*** Texto de origem ***

Novo software revoluciona
os procedimentos cirúrgicos

PAULO CÉSAR NASCIMENTO

O engenheiro Aílton Santa Bárbara: software desenvolvido para o doutorado na Unicamp (Fotos: Antoninho Perri/Divulgação)Um programa de computador desenvolvido pelo engenheiro eletrônico Ailton Santa Bárbara, do Centro de Pesquisa Renato Archer (CenPRA), para a sua tese de doutorado na Unicamp, está revolucionando os procedimentos cirúrgicos em hospitais brasileiros. O software InVesalius permite criar, a partir de imagens médicas tomográficas, modelos virtuais e até mesmo réplicas tridimensionais e em tamanho natural de estruturas anatômicas como crânios, mandíbulas e sistemas vasculares, esculpidas por meio da tecnologia de prototipagem rápida.

A técnica traz ótimos resultados no planejamento de cirurgias complexas

A inovadora metodologia é resultado de uma estreita colaboração entre engenharia e medicina e nasceu da convergência das tecnologias de aquisição de imagens médicas, computação gráfica e prototipagem. Com uma réplica do órgão em mãos, o médico tem uma clara visão da situação clínica, pode planejar e simular intervenções cirúrgicas e modelar implantes exclusivos para cada paciente.

*** Dados fornecidos ***

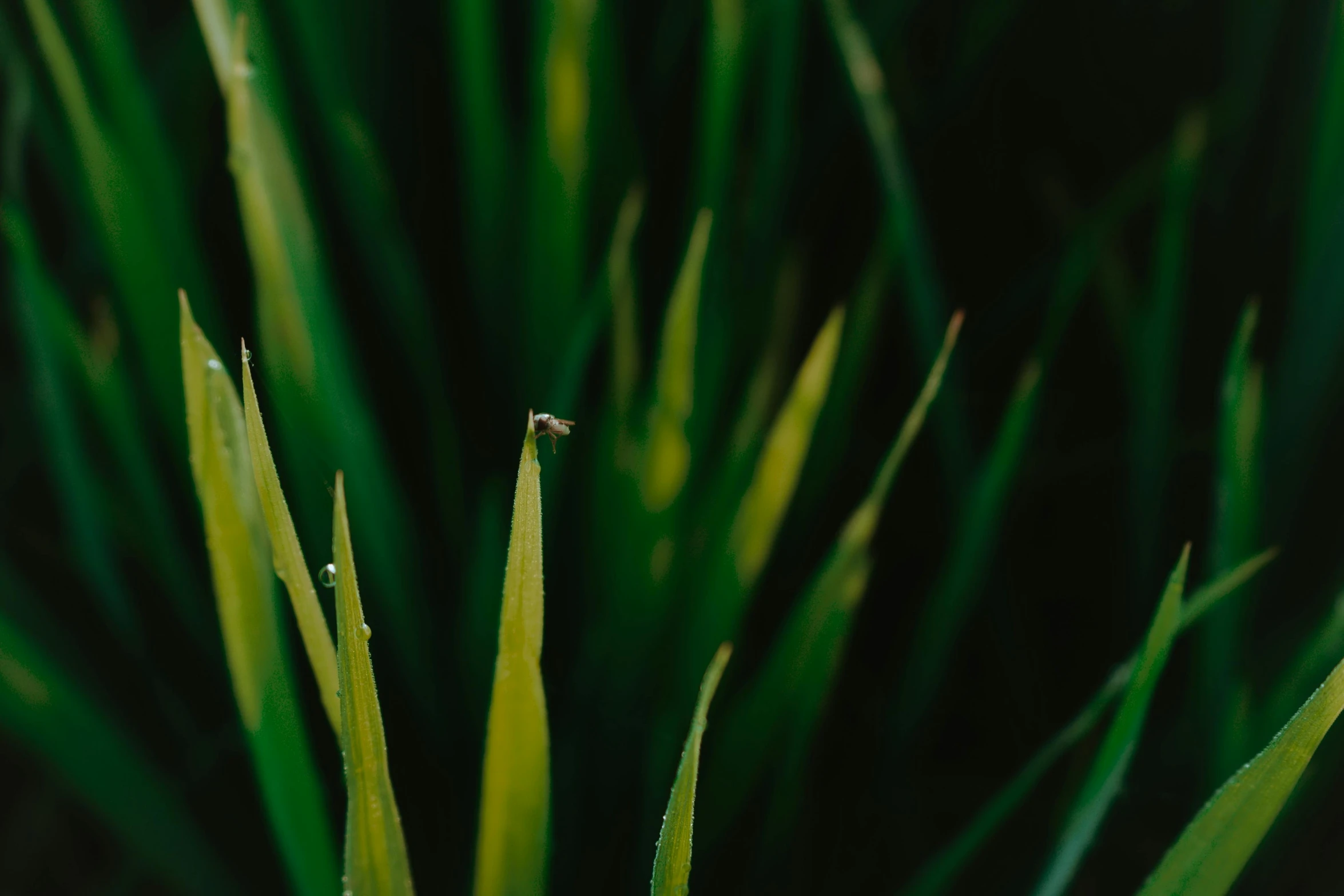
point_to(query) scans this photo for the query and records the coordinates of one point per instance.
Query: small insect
(553, 426)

***

Tarefas do exercício -
1/ Copie do texto de origem, sem nenhuma alteração, o trecho que começa nas palavras "PAULO CÉSAR NASCIMENTO" e termina depois de "de prototipagem rápida.".
2/ Por favor, diga se cada afirmação a seguir concorda com o texto de origem, respondendo sim ou não e citando literalmente as palavras do texto que decidem a resposta.
(a) O InVesalius foi desenvolvido para uma tese de doutorado na Unicamp.
(b) As réplicas tridimensionais produzidas pelo método têm escala reduzida.
(c) A metodologia surgiu da convergência das tecnologias de aquisição de imagens médicas, computação gráfica e prototipagem.
Os dados são um material à parte, independente do texto de origem.

Respostas -
1/
PAULO CÉSAR NASCIMENTO

O engenheiro Aílton Santa Bárbara: software desenvolvido para o doutorado na Unicamp (Fotos: Antoninho Perri/Divulgação)Um programa de computador desenvolvido pelo engenheiro eletrônico Ailton Santa Bárbara, do Centro de Pesquisa Renato Archer (CenPRA), para a sua tese de doutorado na Unicamp, está revolucionando os procedimentos cirúrgicos em hospitais brasileiros. O software InVesalius permite criar, a partir de imagens médicas tomográficas, modelos virtuais e até mesmo réplicas tridimensionais e em tamanho natural de estruturas anatômicas como crânios, mandíbulas e sistemas vasculares, esculpidas por meio da tecnologia de prototipagem rápida.

2/
(a) Sim: "para a sua tese de doutorado na Unicamp".
(b) Não: "réplicas tridimensionais e em tamanho natural".
(c) Sim: "nasceu da convergência das tecnologias de aquisição de imagens médicas, computação gráfica e prototipagem".